§ **Text**
::::

Kevin Smith says that Harvey Weinstein refused to pay him royalties for Clerks.
The 49-year-old filmmaker sold Clerks, his first movie, to the 68-year-old disgraced film producer at the 1994 Sundance Film Festival, when Harvey ran Miramax.
Harvey reportedly paid $227,000 for the movie, but they agreed that Kevin could receive a backend if the film became profitable.
Clerks went on to become a cult hit, grossing $3.2 million in North American theaters that fall, and earning tens of millions more on VHS.
“I’m still out money,” Kevin told Variety. “It took seven years for us to see any profit from that movie. For seven years, they were like: ‘Nope, the movie is still not in profit.’ And we were like, ‘How?’ And then there were things.”
Harvey also apparently used sketchy accounting methods, such as billing Clerks for the costs of renting a yacht for Pulp Fiction at the Cannes Film Festival.
“You can’t tell this fairytale story without mentioning the monster,” Kevin said while discussing his upcoming documentary Clerk.

::::

§ **Data block**
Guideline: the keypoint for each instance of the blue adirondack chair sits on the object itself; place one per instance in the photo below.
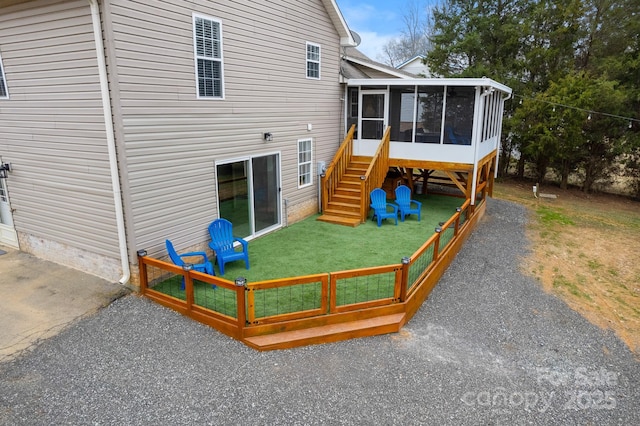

::::

§ **Prompt A**
Using the Clerks text, say whether each statement below agrees with it, answering yes or no and quoting the words that decide it.
(i) Harvey Weinstein reportedly paid $227,000 for Clerks.
(ii) Kevin Smith sold Clerks at the 1994 Cannes Film Festival.
(iii) It took five years for Kevin Smith's side to see any profit from Clerks.
§ **Prompt B**
Answer these questions from the Clerks text.
(i) How much did Clerks gross in North American theaters?
(ii) What is the title of Kevin Smith's upcoming documentary?
(iii) The cost of renting a yacht for which film was billed to Clerks?
§ **Prompt C**
Write the next few sentences of the Clerks text, picking up after its final line.

§ **Output A**
(i) Yes: "Harvey reportedly paid $227,000 for the movie"
(ii) No: "at the 1994 Sundance Film Festival"
(iii) No: "It took seven years for us to see any profit from that movie."

§ **Output B**
(i) $3.2 million
(ii) Clerk
(iii) Pulp Fiction

§ **Output C**
When his lawyer said he should audit Miramax, Kevin replied, “No, I can’t audit people I’m in business with. That’s gross.” By Clerks 2, though, Kevin started auditing The Weinstein Company: “If I was a better business person, I would have gone for more money. But it felt like, ‘Oh, there it is. That’s their process. Movie math.’”
Kevin kept working with Harvey because “I got paid upfront for each movie. Believe me, I ain’t crying poor. And I got ridiculous escalating salaries.”
Clerk was supposed to debut at the 2020 SXSW Film Festival, but is now on hold amid the ongoing coronavvirus crisis.
“The Harvey part of the doc was one of the last things that made it into the movie,” Kevin Smith shared. “Having watched the doc without any mention of him in it, it felt like — well, whitewashing. It felt like something was missing.”
Harvey Weinstein has reportedly recovered from the coronavirus while in prison.